Switzerland levies a 35% withholding tax (Verrechnungssteuer) on dividends, certain interest payments, and lottery winnings paid by Swiss companies and institutions to recipients at home and abroad. This is one of the highest withholding tax rates in Europe — but it is designed to be refunded (in full or in part) to qualifying recipients. Understanding how the Swiss withholding tax works is essential for anyone owning a Swiss company or receiving Swiss investment income, particularly when structuring holding companies or planning dividend distributions.
What the 35% Withholding Tax Actually Hits
The Swiss withholding tax (Verrechnungssteuer — VStG) applies to:
Dividends paid by Swiss companies Any dividend distribution from a Swiss AG or GmbH to shareholders — whether Swiss or foreign — triggers a 35% withholding obligation. The company pays 35% of the gross dividend to the Swiss Federal Tax Administration (ESTV) and remits the net 65% to the shareholder.
Interest on Swiss bonds and Swiss bank deposits Interest paid on bonds issued by Swiss entities and interest on Swiss bank deposits exceeding certain thresholds is subject to 35% withholding. This catches Swiss-source passive income for Swiss tax residents who might otherwise not declare it.
Lottery winnings above CHF 1’000
The tax does NOT apply to:
- Royalties and licence fees
- Service fees and management fees
- Interest on ordinary commercial loans between companies (in most cases)
- Capital gains distributions from Swiss collective investment schemes (subject to exceptions)
Purpose of the Tax
The Swiss withholding tax has two distinct purposes depending on the recipient:
For Swiss residents: It is a “security deposit” — an advance payment on income tax. Swiss residents who correctly declare their Swiss income in their personal tax return receive a full refund of the withheld amount. The 35% rate is intentionally high to encourage declaration. An undeclared Swiss dividend results in no refund — the 35% is retained. This is the anti-evasion mechanism.
For foreign recipients: It is a final or provisional tax depending on the applicable double tax treaty. Non-resident shareholders receive a refund (or reduced withholding) only to the extent their treaty entitlement allows.
Treaty Reductions for Foreign Shareholders
Switzerland has concluded over 100 double tax treaties that reduce the 35% withholding rate to a lower treaty rate for qualifying foreign shareholders.

▸ **Exercise instructions**
How might the article on the Swiss withholding tax go on from its last sentence? Write the next part of it.

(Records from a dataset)
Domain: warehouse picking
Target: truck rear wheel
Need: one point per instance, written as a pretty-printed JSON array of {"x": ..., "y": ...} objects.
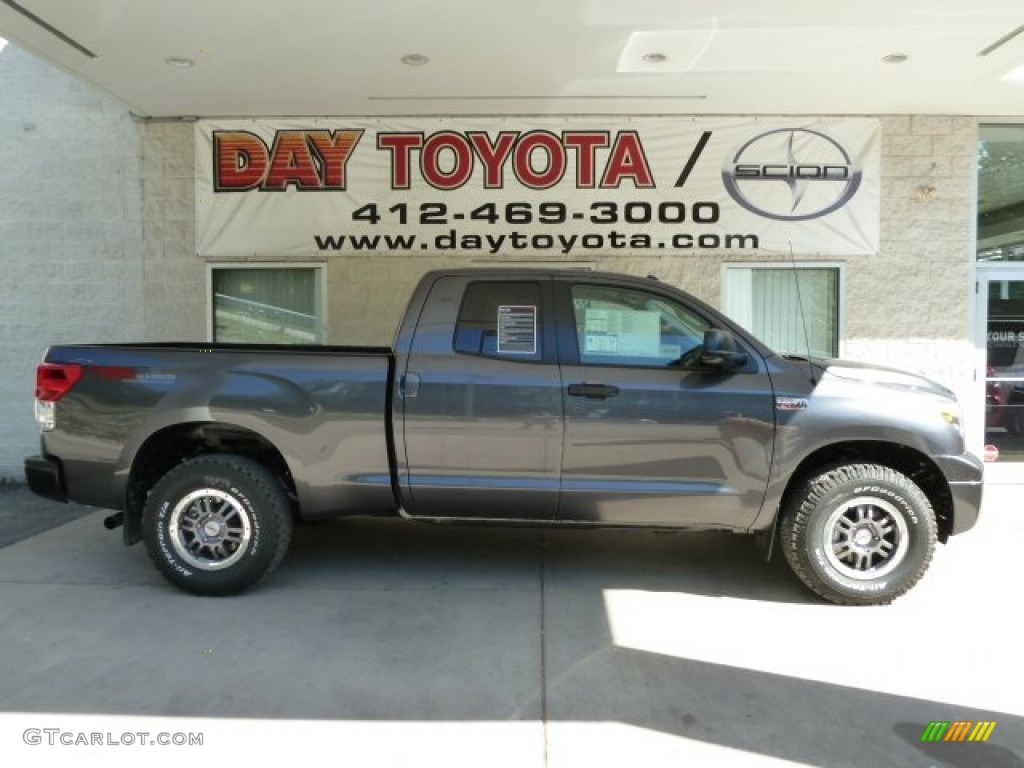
[
  {"x": 216, "y": 524},
  {"x": 858, "y": 534}
]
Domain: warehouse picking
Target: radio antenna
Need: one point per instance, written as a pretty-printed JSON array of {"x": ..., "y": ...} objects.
[{"x": 803, "y": 314}]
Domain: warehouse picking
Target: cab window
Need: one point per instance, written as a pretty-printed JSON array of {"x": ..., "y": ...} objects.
[{"x": 501, "y": 320}]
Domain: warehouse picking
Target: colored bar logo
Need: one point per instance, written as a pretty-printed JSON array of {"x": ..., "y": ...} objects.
[{"x": 958, "y": 730}]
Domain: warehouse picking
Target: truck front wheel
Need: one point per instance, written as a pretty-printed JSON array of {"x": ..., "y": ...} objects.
[
  {"x": 858, "y": 534},
  {"x": 216, "y": 524}
]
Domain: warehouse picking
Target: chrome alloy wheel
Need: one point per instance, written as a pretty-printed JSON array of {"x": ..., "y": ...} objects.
[
  {"x": 867, "y": 538},
  {"x": 210, "y": 529}
]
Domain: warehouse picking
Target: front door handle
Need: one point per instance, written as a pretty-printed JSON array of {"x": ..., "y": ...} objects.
[{"x": 593, "y": 391}]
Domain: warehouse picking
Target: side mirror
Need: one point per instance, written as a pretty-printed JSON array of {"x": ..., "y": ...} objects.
[{"x": 721, "y": 350}]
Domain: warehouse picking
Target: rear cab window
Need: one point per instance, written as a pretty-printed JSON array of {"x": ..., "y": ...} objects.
[{"x": 502, "y": 320}]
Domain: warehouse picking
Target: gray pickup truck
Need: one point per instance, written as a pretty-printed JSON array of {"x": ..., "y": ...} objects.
[{"x": 512, "y": 396}]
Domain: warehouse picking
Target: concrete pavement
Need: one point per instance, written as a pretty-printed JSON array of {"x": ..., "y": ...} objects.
[{"x": 388, "y": 643}]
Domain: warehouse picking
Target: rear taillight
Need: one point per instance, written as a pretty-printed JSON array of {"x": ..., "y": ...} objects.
[{"x": 53, "y": 381}]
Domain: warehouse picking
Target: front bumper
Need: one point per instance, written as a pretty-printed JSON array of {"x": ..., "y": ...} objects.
[
  {"x": 45, "y": 477},
  {"x": 964, "y": 473}
]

▸ **Response**
| Recipient Country | Treaty Rate (Dividends) | Condition |
|---|---|---|
| Germany | 5% (>=25% corporate shareholder) / 15% (others) | Beneficial ownership required |
| USA | 5% (>=10% corporate) / 15% (others) | LOB clause applies |
| UK | 0% (>=25% corporate) / 15% (others) | — |
| Netherlands | 0% (>=25% corporate) / 15% (others) | — |
| Singapore | 5% / 15% | — |
| UAE | 0% | 2011 treaty |
| India | 5% (>=25% corporate) / 10% (others) | — |
| No treaty | 35% | No reduction |
How the refund/reduction works:
- The Swiss company withholds 35% at source and remits it to the ESTV
- The foreign shareholder applies for a refund of the difference between 35% and the treaty rate — e.g., a German corporate shareholder with >=25% stake applies to recover 30 percentage points (35% - 5% = 30%)
- The application is filed with the ESTV using ESTV Form 65 or the equivalent procedure in the shareholder’s home country under the refund procedure
Timeline: Refund applications typically take 6–18 months. This creates a cash flow cost for foreign shareholders — the withholding is paid in full, and the refund comes later.
The Participation Exemption Route: Eliminating Withholding
The Swiss-Swiss dividend withholding tax is often largely irrelevant for holding structures because the participation exemption eliminates Swiss corporate tax on qualifying dividends — and the refund mechanism fully returns the 35% to qualifying Swiss resident shareholders.
For international structures, a more important planning tool is the Swiss holding company to EU parent company route using the EU Parent-Subsidiary Directive equivalent arrangement under the Switzerland-EU bilateral agreements. Under the bilateral agreement (since 2005), dividends from a Swiss subsidiary to a qualifying EU parent company can be reduced to 0% withholding tax (subject to qualifying conditions: >=25% stake held for 2 years, genuine structure, anti-abuse compliance).
Similarly, the Switzerland-Liechtenstein treaty eliminates withholding on qualifying participations.
Swiss-Swiss Withholding: The Intercompany Dividend Rule
When a Swiss holding company distributes dividends to Swiss resident shareholders, the 35% is withheld and the shareholders claim a full refund via their Swiss income tax return. For Swiss companies receiving dividends from Swiss subsidiaries, the parent claims the refund via the Swiss corporate tax return.
For Swiss-source bank interest received by Swiss residents, the bank withholds 35% and the resident claims it back as part of their annual tax declaration.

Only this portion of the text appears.